The bioBakery help forum

Paired-end data results in unpaired output


After running Kneaddata with Bowtie2 on paired-end data, the output I’m getting from the final output seems to be unpaired (the first read has over 9x the amount of reads as the second). I’m curious to know if there’s a way to force paired-end reads in the analysis and throw out any reads which are unpaired.

The command I ran was the following:
kneaddata --input sample_1.fastq --input sample_2.fastq --output /path/to/mydir --bypass-trim --run-trf -db /kneaddataGenome/SILVA_128_LSUParc_SSUParc_ribosomal_RNA


Hi, Thanks for the post. Kneaddata should by default track read pairs if a pair of input files are provided. You should see pair output files (with the same number of reads) and orphan files. I think in your case kneaddata is possibly having an issue tracking the pairs due to sequence identifiers of an unexpected format. Can you check to see if there are spaces in the sequence ids or possibly they are missing the read number?

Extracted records
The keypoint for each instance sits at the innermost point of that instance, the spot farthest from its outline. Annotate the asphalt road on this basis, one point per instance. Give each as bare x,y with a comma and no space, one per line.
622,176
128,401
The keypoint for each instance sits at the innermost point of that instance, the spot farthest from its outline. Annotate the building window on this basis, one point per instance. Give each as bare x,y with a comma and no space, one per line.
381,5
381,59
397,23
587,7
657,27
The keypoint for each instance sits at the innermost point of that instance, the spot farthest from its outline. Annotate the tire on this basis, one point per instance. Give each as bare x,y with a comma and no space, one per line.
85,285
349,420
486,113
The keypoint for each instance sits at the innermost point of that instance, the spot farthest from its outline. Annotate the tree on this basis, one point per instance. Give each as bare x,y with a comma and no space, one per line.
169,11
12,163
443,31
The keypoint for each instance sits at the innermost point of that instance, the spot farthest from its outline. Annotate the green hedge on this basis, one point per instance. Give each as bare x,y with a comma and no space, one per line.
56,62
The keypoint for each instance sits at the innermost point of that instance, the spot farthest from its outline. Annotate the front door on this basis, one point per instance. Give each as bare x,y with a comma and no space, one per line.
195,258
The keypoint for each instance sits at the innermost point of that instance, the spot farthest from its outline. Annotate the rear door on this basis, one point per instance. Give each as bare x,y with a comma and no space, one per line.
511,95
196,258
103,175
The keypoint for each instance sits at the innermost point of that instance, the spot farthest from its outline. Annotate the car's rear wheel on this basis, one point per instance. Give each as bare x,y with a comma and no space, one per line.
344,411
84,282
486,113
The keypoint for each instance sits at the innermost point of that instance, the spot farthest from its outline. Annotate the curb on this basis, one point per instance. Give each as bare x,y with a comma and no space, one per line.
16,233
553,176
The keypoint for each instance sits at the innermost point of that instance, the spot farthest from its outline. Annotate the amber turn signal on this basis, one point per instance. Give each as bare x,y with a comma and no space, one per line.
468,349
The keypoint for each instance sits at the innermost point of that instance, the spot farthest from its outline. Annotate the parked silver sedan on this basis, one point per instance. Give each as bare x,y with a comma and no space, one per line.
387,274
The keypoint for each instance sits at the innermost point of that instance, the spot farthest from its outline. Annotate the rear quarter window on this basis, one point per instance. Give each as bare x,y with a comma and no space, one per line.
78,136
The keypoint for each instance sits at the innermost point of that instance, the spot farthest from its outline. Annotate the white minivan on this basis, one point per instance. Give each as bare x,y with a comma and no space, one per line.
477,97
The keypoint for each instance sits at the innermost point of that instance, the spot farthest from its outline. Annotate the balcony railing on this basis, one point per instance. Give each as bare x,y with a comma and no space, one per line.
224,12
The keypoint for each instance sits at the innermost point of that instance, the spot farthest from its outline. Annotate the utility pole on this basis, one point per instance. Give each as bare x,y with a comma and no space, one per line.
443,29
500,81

*Work request*:
Decide whether each statement agrees with the forum thread above, answering yes or no and quoting the words of the thread that settle it. 1. The command that was run included the option --bypass-trim. 2. The first read had about twice as many reads as the second. 3. The reply states that Kneaddata tracks read pairs by default when a pair of input files is given.

*Task output*:
1. Yes: "--bypass-trim"
2. No: "the first read has over 9x the amount of reads as the second"
3. Yes: "Kneaddata should by default track read pairs if a pair of input files are provided."